__Instructions for the task__:
An exact copy of every record is the expected answer.

__Excerpted records__:

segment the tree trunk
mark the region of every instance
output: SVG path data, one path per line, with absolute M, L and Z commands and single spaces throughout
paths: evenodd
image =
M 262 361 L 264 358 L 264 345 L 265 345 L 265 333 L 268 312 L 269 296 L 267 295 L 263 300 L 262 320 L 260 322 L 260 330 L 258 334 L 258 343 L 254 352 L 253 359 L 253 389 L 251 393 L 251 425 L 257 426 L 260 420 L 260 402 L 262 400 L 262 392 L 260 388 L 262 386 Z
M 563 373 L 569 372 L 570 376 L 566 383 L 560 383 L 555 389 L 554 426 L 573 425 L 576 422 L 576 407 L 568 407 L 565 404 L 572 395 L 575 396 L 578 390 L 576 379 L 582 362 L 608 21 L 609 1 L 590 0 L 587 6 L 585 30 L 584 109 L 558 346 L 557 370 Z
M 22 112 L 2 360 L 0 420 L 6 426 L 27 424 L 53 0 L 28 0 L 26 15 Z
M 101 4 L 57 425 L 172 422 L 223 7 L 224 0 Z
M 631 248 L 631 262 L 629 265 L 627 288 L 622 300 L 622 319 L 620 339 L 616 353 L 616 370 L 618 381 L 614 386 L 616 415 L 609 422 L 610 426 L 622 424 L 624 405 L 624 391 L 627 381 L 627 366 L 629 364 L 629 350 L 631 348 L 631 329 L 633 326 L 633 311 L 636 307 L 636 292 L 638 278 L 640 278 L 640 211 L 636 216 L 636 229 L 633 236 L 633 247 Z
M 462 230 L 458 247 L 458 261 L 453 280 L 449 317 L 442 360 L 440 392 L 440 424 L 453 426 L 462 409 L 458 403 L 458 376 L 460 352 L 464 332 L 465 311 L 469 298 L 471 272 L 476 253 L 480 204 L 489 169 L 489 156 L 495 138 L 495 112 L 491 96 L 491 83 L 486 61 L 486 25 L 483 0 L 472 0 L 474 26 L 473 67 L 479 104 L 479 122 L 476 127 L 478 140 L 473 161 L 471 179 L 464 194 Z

__Response__:
segment the tree trunk
mark the region of every instance
output: SVG path data, one path per line, with absolute M, L and Z commands and single spaces throughout
paths: evenodd
image =
M 262 361 L 264 358 L 264 345 L 265 345 L 265 333 L 268 312 L 269 296 L 267 295 L 263 300 L 262 320 L 260 322 L 260 330 L 258 334 L 258 343 L 254 352 L 253 359 L 253 389 L 251 393 L 251 425 L 257 426 L 260 420 L 260 402 L 262 400 L 262 392 L 260 388 L 262 386 Z
M 563 373 L 569 372 L 570 376 L 566 383 L 560 383 L 555 389 L 554 426 L 573 425 L 576 422 L 576 407 L 568 407 L 565 404 L 572 395 L 575 396 L 578 390 L 576 379 L 582 362 L 608 21 L 609 1 L 590 0 L 587 6 L 585 30 L 584 109 L 558 346 L 557 370 Z
M 22 112 L 2 360 L 0 420 L 6 426 L 27 424 L 53 0 L 28 0 L 26 15 Z
M 101 4 L 57 425 L 172 422 L 223 7 L 224 0 Z
M 631 248 L 631 262 L 629 265 L 627 288 L 622 300 L 622 319 L 620 339 L 616 353 L 616 370 L 618 381 L 614 386 L 616 415 L 609 422 L 610 426 L 622 424 L 624 405 L 624 391 L 627 381 L 627 366 L 629 364 L 629 350 L 631 348 L 631 329 L 633 326 L 633 311 L 636 307 L 636 292 L 638 278 L 640 278 L 640 211 L 636 216 L 636 229 L 633 236 L 633 247 Z
M 462 230 L 458 247 L 458 261 L 453 280 L 449 317 L 442 360 L 440 392 L 440 424 L 453 426 L 462 409 L 458 403 L 458 376 L 460 352 L 464 332 L 465 311 L 469 298 L 471 272 L 476 253 L 480 204 L 489 169 L 489 156 L 495 138 L 495 112 L 491 96 L 491 83 L 486 61 L 486 25 L 483 0 L 472 0 L 474 26 L 473 67 L 479 104 L 479 122 L 476 127 L 478 140 L 473 161 L 471 179 L 464 194 Z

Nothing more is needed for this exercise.